Required task: Each entry below is to be extracted exactly.

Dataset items
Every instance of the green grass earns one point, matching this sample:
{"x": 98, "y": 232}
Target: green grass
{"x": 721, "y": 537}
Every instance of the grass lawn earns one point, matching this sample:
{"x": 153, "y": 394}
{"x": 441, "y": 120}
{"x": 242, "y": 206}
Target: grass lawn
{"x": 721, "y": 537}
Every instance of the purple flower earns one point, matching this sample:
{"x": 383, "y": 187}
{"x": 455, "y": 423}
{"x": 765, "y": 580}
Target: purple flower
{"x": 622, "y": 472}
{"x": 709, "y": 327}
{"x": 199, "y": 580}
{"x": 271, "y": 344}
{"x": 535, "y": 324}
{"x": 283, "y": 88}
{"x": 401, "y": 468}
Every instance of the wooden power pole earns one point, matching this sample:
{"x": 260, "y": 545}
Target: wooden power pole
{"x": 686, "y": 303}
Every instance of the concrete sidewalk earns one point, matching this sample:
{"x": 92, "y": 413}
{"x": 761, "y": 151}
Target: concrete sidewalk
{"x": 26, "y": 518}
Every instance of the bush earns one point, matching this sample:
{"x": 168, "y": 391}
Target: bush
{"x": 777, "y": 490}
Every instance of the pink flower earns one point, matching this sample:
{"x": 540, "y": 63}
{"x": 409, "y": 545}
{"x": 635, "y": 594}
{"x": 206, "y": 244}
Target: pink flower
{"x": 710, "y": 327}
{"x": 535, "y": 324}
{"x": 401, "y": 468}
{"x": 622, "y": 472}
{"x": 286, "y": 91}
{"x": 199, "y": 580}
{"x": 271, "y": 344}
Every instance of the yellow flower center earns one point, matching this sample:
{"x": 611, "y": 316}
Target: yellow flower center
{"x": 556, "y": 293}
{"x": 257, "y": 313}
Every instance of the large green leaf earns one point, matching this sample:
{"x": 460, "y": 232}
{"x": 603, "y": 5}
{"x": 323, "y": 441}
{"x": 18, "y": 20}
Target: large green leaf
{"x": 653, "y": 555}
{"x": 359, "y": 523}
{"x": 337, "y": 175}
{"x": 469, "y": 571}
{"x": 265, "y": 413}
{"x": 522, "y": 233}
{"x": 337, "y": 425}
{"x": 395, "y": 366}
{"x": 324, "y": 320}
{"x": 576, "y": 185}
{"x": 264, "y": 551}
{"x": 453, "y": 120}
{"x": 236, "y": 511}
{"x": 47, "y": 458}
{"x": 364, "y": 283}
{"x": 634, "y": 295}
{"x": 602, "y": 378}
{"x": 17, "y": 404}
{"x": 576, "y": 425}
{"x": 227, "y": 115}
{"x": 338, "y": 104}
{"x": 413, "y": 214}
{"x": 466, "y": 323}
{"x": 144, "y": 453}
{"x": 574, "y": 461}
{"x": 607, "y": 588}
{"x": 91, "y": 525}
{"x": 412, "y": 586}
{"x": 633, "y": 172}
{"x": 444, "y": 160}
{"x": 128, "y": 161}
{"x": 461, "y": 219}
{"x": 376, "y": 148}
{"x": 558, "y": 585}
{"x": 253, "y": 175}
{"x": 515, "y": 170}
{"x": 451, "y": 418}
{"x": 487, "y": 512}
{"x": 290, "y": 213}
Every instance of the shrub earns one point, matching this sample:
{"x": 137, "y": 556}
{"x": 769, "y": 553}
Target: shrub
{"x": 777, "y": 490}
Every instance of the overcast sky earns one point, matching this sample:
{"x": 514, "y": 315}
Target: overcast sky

Expected output:
Every instance of the green grass earns one point, matching this sample:
{"x": 98, "y": 232}
Target: green grass
{"x": 721, "y": 537}
Every instance of the grass lawn earns one point, matching this sample:
{"x": 153, "y": 394}
{"x": 441, "y": 120}
{"x": 242, "y": 206}
Target: grass lawn
{"x": 721, "y": 537}
Every instance of the purple flower earns one point, matching this sample:
{"x": 383, "y": 187}
{"x": 455, "y": 423}
{"x": 765, "y": 580}
Target: purple flower
{"x": 622, "y": 472}
{"x": 709, "y": 327}
{"x": 199, "y": 580}
{"x": 271, "y": 344}
{"x": 535, "y": 324}
{"x": 283, "y": 88}
{"x": 401, "y": 468}
Every instance of the wooden power pole earns one point, matching this sample:
{"x": 260, "y": 545}
Target: wooden power pole
{"x": 686, "y": 303}
Every instance of the concrete sidewalk earns one point, matching this sample:
{"x": 92, "y": 413}
{"x": 761, "y": 151}
Target: concrete sidewalk
{"x": 26, "y": 518}
Every instance of the bush earns one point, matching this sample:
{"x": 168, "y": 391}
Target: bush
{"x": 777, "y": 490}
Every instance of the pink flower earns one point, matching this sample:
{"x": 540, "y": 63}
{"x": 409, "y": 545}
{"x": 635, "y": 594}
{"x": 206, "y": 244}
Target: pink flower
{"x": 710, "y": 327}
{"x": 535, "y": 324}
{"x": 401, "y": 468}
{"x": 622, "y": 472}
{"x": 286, "y": 91}
{"x": 199, "y": 580}
{"x": 271, "y": 344}
Every instance of the yellow flower center earns one point, matching this sample:
{"x": 611, "y": 316}
Target: yellow flower center
{"x": 556, "y": 293}
{"x": 257, "y": 313}
Every instance of the large green leaf earns one point, matching this sample:
{"x": 460, "y": 232}
{"x": 603, "y": 5}
{"x": 323, "y": 441}
{"x": 18, "y": 20}
Target: large green leaf
{"x": 653, "y": 555}
{"x": 359, "y": 523}
{"x": 337, "y": 175}
{"x": 469, "y": 571}
{"x": 265, "y": 413}
{"x": 522, "y": 233}
{"x": 337, "y": 425}
{"x": 395, "y": 366}
{"x": 324, "y": 320}
{"x": 576, "y": 185}
{"x": 264, "y": 551}
{"x": 453, "y": 120}
{"x": 236, "y": 511}
{"x": 47, "y": 458}
{"x": 364, "y": 283}
{"x": 634, "y": 295}
{"x": 602, "y": 378}
{"x": 17, "y": 404}
{"x": 576, "y": 425}
{"x": 227, "y": 115}
{"x": 338, "y": 104}
{"x": 413, "y": 214}
{"x": 466, "y": 323}
{"x": 144, "y": 453}
{"x": 574, "y": 461}
{"x": 607, "y": 588}
{"x": 91, "y": 525}
{"x": 412, "y": 586}
{"x": 633, "y": 172}
{"x": 444, "y": 160}
{"x": 128, "y": 161}
{"x": 461, "y": 219}
{"x": 376, "y": 148}
{"x": 558, "y": 585}
{"x": 253, "y": 175}
{"x": 515, "y": 170}
{"x": 451, "y": 418}
{"x": 487, "y": 512}
{"x": 290, "y": 213}
Every instance of the shrub earns one point, matching this sample:
{"x": 137, "y": 556}
{"x": 769, "y": 553}
Target: shrub
{"x": 777, "y": 490}
Every instance of the overcast sky earns one point, matching this sample:
{"x": 514, "y": 315}
Target: overcast sky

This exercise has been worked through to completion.